=== RECORDED INFORMATION ===
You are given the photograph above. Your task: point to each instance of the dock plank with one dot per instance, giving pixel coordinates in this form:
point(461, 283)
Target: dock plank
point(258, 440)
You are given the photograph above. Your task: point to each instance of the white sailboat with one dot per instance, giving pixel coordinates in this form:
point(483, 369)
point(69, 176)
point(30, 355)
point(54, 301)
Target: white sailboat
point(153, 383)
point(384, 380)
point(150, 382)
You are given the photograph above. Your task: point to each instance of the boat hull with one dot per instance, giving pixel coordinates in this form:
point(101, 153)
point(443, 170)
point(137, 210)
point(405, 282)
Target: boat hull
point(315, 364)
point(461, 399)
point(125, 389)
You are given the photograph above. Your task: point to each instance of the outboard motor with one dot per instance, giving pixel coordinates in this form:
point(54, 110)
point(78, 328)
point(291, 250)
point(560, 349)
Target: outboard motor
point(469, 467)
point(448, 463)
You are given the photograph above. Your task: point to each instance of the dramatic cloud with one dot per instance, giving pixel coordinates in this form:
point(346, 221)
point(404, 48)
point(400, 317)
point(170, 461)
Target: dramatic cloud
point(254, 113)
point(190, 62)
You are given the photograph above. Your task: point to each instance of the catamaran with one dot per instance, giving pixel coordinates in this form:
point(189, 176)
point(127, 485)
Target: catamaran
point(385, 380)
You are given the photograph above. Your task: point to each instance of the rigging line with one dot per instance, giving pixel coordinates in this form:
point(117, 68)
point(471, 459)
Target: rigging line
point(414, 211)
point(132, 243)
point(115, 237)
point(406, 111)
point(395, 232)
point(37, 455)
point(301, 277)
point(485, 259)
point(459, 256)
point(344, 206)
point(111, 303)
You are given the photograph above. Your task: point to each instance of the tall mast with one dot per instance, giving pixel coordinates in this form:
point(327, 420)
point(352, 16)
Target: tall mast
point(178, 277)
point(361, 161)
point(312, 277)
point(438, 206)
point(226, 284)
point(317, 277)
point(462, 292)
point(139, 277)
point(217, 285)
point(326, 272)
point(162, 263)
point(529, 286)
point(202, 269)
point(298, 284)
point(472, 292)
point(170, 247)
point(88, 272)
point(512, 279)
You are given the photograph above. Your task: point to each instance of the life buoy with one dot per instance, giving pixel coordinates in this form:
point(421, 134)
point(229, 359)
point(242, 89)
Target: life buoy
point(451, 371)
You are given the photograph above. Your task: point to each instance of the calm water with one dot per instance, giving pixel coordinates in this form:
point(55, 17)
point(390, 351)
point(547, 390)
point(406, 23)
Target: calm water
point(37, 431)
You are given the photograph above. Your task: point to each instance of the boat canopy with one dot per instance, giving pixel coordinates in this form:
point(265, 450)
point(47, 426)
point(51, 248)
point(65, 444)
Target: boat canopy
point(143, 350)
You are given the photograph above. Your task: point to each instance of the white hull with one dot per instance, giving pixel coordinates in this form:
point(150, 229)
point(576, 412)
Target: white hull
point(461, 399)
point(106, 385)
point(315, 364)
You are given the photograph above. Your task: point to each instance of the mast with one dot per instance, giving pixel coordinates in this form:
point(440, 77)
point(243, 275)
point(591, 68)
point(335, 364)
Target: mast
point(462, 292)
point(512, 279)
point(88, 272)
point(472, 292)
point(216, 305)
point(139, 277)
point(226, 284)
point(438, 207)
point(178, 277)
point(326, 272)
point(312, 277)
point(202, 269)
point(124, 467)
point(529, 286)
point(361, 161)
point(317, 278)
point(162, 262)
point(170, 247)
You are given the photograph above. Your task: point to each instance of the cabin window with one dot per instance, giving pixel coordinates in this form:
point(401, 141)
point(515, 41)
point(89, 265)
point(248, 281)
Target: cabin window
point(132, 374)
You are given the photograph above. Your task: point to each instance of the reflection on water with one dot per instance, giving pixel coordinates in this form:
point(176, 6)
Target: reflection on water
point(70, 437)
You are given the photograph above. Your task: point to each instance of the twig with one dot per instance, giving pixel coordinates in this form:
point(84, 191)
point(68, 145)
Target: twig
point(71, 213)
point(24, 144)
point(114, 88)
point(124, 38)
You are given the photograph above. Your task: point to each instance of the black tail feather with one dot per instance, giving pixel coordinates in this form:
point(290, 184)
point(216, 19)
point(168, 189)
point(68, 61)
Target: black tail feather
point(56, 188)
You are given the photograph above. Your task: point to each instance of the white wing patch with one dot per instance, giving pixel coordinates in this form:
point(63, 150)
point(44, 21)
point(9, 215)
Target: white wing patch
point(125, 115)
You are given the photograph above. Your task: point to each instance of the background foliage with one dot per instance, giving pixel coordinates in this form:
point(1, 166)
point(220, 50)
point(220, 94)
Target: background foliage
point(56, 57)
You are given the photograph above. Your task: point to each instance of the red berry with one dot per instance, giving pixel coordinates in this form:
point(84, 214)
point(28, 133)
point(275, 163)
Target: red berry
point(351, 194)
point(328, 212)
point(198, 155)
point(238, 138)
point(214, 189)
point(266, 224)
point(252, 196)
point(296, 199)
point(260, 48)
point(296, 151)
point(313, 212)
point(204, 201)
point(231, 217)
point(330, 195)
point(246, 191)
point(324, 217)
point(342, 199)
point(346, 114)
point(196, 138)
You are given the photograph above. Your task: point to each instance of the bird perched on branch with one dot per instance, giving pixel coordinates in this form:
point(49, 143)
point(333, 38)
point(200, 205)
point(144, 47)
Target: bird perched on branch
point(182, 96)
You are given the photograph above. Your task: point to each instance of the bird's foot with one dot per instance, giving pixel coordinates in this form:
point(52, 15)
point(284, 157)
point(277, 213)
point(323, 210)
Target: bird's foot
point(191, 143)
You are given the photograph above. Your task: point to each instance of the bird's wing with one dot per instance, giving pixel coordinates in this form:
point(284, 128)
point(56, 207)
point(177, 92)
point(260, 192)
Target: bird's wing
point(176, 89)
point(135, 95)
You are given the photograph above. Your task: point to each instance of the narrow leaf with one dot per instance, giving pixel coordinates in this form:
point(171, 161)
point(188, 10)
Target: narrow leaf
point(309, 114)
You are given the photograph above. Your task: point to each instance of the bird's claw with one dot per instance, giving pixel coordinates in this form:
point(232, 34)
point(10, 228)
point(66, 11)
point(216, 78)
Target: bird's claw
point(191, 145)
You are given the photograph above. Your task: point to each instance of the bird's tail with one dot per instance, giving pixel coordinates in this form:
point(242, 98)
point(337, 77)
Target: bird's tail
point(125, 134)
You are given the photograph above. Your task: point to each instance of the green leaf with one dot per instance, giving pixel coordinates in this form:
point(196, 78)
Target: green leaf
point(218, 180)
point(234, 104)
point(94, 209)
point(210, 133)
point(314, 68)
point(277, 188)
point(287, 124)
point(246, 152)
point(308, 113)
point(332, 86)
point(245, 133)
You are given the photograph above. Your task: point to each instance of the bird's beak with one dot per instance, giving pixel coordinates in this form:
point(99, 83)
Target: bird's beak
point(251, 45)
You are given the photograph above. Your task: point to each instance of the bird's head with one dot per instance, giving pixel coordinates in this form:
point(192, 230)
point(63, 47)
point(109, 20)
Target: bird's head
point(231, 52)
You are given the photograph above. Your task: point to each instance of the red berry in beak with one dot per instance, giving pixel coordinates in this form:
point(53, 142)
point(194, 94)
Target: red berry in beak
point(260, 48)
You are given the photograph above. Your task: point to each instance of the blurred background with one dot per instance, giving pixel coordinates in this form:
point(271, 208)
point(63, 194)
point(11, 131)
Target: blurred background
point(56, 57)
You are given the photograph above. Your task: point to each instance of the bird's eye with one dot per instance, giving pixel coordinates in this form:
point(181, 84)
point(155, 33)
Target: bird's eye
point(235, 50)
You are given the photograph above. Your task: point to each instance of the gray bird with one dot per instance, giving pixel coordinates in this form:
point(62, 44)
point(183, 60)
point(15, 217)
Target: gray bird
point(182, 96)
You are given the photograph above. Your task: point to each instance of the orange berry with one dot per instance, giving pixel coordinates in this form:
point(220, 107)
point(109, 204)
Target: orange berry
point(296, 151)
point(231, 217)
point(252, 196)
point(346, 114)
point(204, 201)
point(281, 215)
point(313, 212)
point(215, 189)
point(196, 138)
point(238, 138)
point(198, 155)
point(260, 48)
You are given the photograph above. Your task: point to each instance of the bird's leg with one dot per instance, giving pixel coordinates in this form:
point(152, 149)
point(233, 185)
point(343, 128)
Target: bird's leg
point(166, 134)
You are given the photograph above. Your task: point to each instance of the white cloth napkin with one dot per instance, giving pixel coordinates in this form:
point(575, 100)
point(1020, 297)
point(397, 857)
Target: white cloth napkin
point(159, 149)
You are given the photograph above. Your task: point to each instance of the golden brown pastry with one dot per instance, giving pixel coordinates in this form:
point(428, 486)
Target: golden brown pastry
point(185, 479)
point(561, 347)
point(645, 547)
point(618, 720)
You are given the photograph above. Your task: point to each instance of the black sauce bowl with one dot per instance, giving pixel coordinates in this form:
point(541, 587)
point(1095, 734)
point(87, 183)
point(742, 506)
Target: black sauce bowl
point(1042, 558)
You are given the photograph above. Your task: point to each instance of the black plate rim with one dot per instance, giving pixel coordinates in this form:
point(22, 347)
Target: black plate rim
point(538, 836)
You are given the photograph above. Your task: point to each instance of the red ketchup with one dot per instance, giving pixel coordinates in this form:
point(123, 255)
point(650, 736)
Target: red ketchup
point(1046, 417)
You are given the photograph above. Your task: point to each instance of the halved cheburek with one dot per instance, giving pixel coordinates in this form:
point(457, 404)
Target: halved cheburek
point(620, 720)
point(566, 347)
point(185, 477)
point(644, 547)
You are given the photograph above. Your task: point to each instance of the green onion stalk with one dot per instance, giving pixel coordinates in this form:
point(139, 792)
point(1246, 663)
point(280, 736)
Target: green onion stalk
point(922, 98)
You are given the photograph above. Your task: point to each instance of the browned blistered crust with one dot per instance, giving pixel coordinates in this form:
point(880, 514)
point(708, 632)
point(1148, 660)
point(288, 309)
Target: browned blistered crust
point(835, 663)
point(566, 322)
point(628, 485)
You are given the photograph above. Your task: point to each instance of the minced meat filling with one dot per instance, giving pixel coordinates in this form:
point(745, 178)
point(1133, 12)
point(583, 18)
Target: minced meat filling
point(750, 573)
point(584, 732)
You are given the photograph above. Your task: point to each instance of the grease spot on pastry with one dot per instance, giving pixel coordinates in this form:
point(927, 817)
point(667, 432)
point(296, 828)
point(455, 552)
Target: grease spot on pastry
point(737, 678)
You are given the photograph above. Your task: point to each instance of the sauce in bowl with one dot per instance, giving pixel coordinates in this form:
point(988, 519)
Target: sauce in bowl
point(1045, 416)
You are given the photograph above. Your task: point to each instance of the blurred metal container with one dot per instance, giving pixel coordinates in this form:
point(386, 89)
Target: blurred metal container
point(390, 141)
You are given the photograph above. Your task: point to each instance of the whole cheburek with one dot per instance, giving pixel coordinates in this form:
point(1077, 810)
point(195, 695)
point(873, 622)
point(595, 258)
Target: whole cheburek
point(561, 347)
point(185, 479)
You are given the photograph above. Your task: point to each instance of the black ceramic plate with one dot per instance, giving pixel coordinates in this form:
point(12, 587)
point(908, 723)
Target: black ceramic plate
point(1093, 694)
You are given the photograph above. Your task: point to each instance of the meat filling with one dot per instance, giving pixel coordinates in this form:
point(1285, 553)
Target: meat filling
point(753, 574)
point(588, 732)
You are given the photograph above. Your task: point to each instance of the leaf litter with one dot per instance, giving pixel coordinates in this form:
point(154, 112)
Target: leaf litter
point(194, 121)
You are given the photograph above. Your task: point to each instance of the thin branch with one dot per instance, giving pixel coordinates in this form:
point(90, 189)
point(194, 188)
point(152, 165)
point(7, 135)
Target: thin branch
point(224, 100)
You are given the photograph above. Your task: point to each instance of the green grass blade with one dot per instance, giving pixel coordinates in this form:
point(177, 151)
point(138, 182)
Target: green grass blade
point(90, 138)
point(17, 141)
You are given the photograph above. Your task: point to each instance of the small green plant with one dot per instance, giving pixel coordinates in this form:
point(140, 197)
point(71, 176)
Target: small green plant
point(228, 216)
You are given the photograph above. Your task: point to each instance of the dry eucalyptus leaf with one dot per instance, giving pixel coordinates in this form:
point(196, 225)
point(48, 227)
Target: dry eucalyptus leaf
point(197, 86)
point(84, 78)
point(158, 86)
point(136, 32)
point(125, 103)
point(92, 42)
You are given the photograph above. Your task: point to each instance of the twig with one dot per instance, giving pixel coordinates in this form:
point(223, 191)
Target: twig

=== EXERCISE REQUIREMENTS ===
Your answer should consist only of the lines above between the line holding "Target: gray bird" and the line holding "point(109, 204)", inclusive, each transcribed exactly.

=== WRITTEN REPLY ===
Target: gray bird
point(182, 96)
You are given the photograph above. Your task: point to each instance of the orange berry with one dot per instance, giving pixel coordinates in this form:
point(220, 107)
point(109, 204)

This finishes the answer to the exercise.